| Source records |

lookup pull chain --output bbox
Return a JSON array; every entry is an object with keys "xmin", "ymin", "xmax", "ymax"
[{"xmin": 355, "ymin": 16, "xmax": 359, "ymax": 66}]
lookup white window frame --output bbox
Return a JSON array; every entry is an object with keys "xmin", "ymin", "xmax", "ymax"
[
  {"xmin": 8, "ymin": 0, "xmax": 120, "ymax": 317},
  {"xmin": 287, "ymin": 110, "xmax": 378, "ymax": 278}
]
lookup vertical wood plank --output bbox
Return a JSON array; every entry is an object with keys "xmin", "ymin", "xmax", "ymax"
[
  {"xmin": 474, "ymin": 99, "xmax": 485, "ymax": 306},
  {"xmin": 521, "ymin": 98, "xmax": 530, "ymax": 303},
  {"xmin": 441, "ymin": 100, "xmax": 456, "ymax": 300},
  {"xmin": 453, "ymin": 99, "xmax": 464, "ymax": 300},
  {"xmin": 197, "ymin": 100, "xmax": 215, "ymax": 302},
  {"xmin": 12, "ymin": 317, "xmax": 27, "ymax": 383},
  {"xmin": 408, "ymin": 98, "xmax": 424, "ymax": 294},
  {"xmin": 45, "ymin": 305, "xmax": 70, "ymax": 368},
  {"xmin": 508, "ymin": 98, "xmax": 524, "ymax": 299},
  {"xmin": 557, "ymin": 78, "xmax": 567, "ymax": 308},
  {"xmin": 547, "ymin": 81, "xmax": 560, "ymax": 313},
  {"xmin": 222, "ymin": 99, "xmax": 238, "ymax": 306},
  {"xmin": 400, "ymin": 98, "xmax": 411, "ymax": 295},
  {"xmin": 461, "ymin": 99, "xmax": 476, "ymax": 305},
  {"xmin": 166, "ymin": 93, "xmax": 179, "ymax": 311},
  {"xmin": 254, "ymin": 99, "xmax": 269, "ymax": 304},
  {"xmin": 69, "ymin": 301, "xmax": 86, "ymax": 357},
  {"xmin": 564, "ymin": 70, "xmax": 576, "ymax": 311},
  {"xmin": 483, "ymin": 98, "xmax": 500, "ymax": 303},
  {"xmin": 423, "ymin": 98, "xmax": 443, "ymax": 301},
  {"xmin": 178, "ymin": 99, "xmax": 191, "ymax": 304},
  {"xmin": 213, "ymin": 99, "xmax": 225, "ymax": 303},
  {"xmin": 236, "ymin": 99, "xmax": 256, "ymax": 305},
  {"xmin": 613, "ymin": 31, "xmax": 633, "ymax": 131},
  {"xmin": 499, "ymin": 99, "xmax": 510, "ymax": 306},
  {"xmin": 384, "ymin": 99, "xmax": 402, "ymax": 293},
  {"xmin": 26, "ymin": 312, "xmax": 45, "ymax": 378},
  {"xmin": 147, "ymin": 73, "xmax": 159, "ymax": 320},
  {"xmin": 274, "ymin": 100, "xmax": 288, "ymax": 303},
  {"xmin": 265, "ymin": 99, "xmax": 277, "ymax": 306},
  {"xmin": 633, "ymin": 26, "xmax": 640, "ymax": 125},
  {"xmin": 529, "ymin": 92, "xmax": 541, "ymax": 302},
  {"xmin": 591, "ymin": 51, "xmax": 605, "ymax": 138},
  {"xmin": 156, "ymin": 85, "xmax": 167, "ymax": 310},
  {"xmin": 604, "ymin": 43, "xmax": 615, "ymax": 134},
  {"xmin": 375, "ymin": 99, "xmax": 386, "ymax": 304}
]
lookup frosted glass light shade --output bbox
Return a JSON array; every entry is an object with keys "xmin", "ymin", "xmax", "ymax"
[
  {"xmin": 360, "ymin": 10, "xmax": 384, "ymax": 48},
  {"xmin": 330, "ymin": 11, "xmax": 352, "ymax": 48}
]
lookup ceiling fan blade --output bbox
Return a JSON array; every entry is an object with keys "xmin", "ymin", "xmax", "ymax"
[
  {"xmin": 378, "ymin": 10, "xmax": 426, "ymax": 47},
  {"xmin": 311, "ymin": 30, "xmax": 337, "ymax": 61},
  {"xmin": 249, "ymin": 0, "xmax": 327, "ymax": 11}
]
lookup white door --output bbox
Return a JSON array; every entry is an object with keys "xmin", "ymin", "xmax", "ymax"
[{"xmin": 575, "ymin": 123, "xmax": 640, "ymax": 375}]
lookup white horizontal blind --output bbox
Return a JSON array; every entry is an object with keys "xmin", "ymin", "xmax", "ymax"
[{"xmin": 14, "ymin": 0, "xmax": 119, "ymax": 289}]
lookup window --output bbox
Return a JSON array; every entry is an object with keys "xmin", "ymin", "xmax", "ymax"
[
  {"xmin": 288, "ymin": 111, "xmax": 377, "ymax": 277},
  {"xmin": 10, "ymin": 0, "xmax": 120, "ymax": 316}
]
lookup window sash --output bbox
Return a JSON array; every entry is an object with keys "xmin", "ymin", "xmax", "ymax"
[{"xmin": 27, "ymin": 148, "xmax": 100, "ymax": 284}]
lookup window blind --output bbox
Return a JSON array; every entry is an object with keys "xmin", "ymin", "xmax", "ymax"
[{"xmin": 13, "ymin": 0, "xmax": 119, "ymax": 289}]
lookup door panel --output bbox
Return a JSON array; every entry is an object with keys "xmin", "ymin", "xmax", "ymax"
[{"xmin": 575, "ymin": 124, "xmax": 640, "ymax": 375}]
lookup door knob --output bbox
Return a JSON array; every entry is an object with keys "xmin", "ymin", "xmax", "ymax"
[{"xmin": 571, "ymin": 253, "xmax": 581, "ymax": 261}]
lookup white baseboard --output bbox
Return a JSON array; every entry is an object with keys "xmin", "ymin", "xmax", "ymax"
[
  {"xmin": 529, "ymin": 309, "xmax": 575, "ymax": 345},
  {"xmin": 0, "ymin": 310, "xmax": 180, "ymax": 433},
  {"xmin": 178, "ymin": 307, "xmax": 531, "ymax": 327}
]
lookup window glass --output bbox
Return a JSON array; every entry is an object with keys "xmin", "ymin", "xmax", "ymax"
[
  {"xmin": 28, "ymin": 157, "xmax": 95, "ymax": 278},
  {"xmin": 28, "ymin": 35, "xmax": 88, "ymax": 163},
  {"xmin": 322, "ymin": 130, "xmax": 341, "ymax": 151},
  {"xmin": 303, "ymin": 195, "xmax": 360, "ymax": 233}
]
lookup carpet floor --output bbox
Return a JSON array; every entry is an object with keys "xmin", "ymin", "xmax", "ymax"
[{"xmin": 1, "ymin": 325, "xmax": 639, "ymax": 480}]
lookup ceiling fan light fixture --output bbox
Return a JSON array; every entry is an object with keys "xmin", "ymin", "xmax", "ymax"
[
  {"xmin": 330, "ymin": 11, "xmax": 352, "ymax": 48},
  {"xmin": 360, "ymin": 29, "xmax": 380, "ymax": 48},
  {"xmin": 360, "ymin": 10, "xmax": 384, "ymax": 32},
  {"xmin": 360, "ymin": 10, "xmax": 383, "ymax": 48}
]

| Exercise aim |
Each line above must be printed exactly as it appears.

| Expected answer |
lookup pull chain --output bbox
Return a JSON array; every entry is an object with keys "xmin", "ymin", "xmax", "ymax"
[{"xmin": 355, "ymin": 16, "xmax": 359, "ymax": 66}]
lookup white window frame --output bbox
Return a JSON array; every entry is an object with keys "xmin", "ymin", "xmax", "ymax"
[
  {"xmin": 8, "ymin": 0, "xmax": 120, "ymax": 317},
  {"xmin": 287, "ymin": 110, "xmax": 378, "ymax": 278}
]
lookup vertical wood plank --output bbox
Return a JSON array; every entry is an object with keys "xmin", "ymin", "xmax", "ymax"
[
  {"xmin": 474, "ymin": 99, "xmax": 485, "ymax": 306},
  {"xmin": 521, "ymin": 98, "xmax": 530, "ymax": 303},
  {"xmin": 441, "ymin": 100, "xmax": 456, "ymax": 300},
  {"xmin": 453, "ymin": 99, "xmax": 464, "ymax": 300},
  {"xmin": 197, "ymin": 100, "xmax": 215, "ymax": 302},
  {"xmin": 12, "ymin": 317, "xmax": 27, "ymax": 383},
  {"xmin": 408, "ymin": 98, "xmax": 424, "ymax": 294},
  {"xmin": 45, "ymin": 305, "xmax": 70, "ymax": 368},
  {"xmin": 508, "ymin": 98, "xmax": 524, "ymax": 299},
  {"xmin": 557, "ymin": 78, "xmax": 567, "ymax": 308},
  {"xmin": 547, "ymin": 81, "xmax": 560, "ymax": 313},
  {"xmin": 222, "ymin": 99, "xmax": 238, "ymax": 306},
  {"xmin": 400, "ymin": 98, "xmax": 411, "ymax": 295},
  {"xmin": 461, "ymin": 99, "xmax": 476, "ymax": 305},
  {"xmin": 166, "ymin": 93, "xmax": 179, "ymax": 311},
  {"xmin": 254, "ymin": 99, "xmax": 269, "ymax": 304},
  {"xmin": 69, "ymin": 301, "xmax": 86, "ymax": 357},
  {"xmin": 564, "ymin": 70, "xmax": 576, "ymax": 311},
  {"xmin": 483, "ymin": 98, "xmax": 500, "ymax": 303},
  {"xmin": 423, "ymin": 98, "xmax": 443, "ymax": 301},
  {"xmin": 178, "ymin": 99, "xmax": 191, "ymax": 304},
  {"xmin": 213, "ymin": 99, "xmax": 225, "ymax": 303},
  {"xmin": 236, "ymin": 99, "xmax": 256, "ymax": 305},
  {"xmin": 613, "ymin": 31, "xmax": 633, "ymax": 131},
  {"xmin": 499, "ymin": 99, "xmax": 510, "ymax": 306},
  {"xmin": 384, "ymin": 99, "xmax": 402, "ymax": 293},
  {"xmin": 26, "ymin": 312, "xmax": 45, "ymax": 378},
  {"xmin": 147, "ymin": 73, "xmax": 159, "ymax": 320},
  {"xmin": 274, "ymin": 100, "xmax": 288, "ymax": 303},
  {"xmin": 265, "ymin": 99, "xmax": 277, "ymax": 306},
  {"xmin": 633, "ymin": 26, "xmax": 640, "ymax": 125},
  {"xmin": 529, "ymin": 92, "xmax": 541, "ymax": 302},
  {"xmin": 591, "ymin": 51, "xmax": 605, "ymax": 138},
  {"xmin": 156, "ymin": 85, "xmax": 167, "ymax": 310},
  {"xmin": 604, "ymin": 43, "xmax": 615, "ymax": 134},
  {"xmin": 375, "ymin": 99, "xmax": 386, "ymax": 304}
]
lookup frosted glass light shade --output bbox
Return a JSON array; every entry is an object with keys "xmin", "ymin", "xmax", "ymax"
[
  {"xmin": 360, "ymin": 10, "xmax": 384, "ymax": 48},
  {"xmin": 330, "ymin": 11, "xmax": 352, "ymax": 48}
]
lookup ceiling fan blade --output bbox
Return a JSON array; every entry is an object with keys "xmin", "ymin", "xmax", "ymax"
[
  {"xmin": 378, "ymin": 10, "xmax": 426, "ymax": 47},
  {"xmin": 311, "ymin": 30, "xmax": 337, "ymax": 61},
  {"xmin": 249, "ymin": 0, "xmax": 327, "ymax": 11}
]
lookup white door --output bbox
Return a JSON array; every entry is an object with keys "xmin", "ymin", "xmax", "ymax"
[{"xmin": 575, "ymin": 123, "xmax": 640, "ymax": 375}]
lookup white horizontal blind --output bbox
Return a JSON array; every entry is an object with keys "xmin", "ymin", "xmax", "ymax"
[{"xmin": 14, "ymin": 0, "xmax": 119, "ymax": 289}]
lookup window --output bbox
Return a JSON array; every entry is an object with keys "xmin", "ymin", "xmax", "ymax"
[
  {"xmin": 288, "ymin": 111, "xmax": 377, "ymax": 277},
  {"xmin": 10, "ymin": 0, "xmax": 120, "ymax": 316}
]
lookup window sash --output bbox
Return a JSON array; every entry is an object with keys "xmin", "ymin", "xmax", "ymax"
[{"xmin": 27, "ymin": 148, "xmax": 100, "ymax": 284}]
lookup window blind --output bbox
Return a JSON array; every entry is an object with keys "xmin", "ymin", "xmax", "ymax"
[{"xmin": 13, "ymin": 0, "xmax": 119, "ymax": 289}]
lookup door panel --output bbox
Return a JSON array; every entry is an object with keys "xmin", "ymin", "xmax", "ymax"
[{"xmin": 575, "ymin": 124, "xmax": 640, "ymax": 375}]
lookup door knob --output bbox
Return a JSON array; every entry is an object with keys "xmin", "ymin", "xmax", "ymax"
[{"xmin": 571, "ymin": 253, "xmax": 581, "ymax": 261}]
lookup white baseboard --output bbox
Return a JSON array; every entry is an object with keys "xmin", "ymin", "xmax", "ymax"
[
  {"xmin": 529, "ymin": 309, "xmax": 575, "ymax": 345},
  {"xmin": 0, "ymin": 310, "xmax": 180, "ymax": 433},
  {"xmin": 178, "ymin": 307, "xmax": 531, "ymax": 327}
]
lookup window glass --output bbox
Return a JSON array; every entry is an object with keys "xmin", "ymin", "xmax", "ymax"
[
  {"xmin": 28, "ymin": 157, "xmax": 95, "ymax": 278},
  {"xmin": 28, "ymin": 35, "xmax": 88, "ymax": 163},
  {"xmin": 322, "ymin": 130, "xmax": 341, "ymax": 151},
  {"xmin": 303, "ymin": 195, "xmax": 360, "ymax": 233}
]
lookup carpet floor --output bbox
Return a JSON array; every entry is an object with keys "xmin", "ymin", "xmax", "ymax"
[{"xmin": 1, "ymin": 325, "xmax": 639, "ymax": 480}]
lookup ceiling fan light fixture --output bbox
Return a JSON array; every entry is an object with keys "xmin", "ymin", "xmax", "ymax"
[
  {"xmin": 330, "ymin": 11, "xmax": 352, "ymax": 48},
  {"xmin": 360, "ymin": 29, "xmax": 380, "ymax": 48},
  {"xmin": 360, "ymin": 10, "xmax": 384, "ymax": 32},
  {"xmin": 360, "ymin": 10, "xmax": 383, "ymax": 48}
]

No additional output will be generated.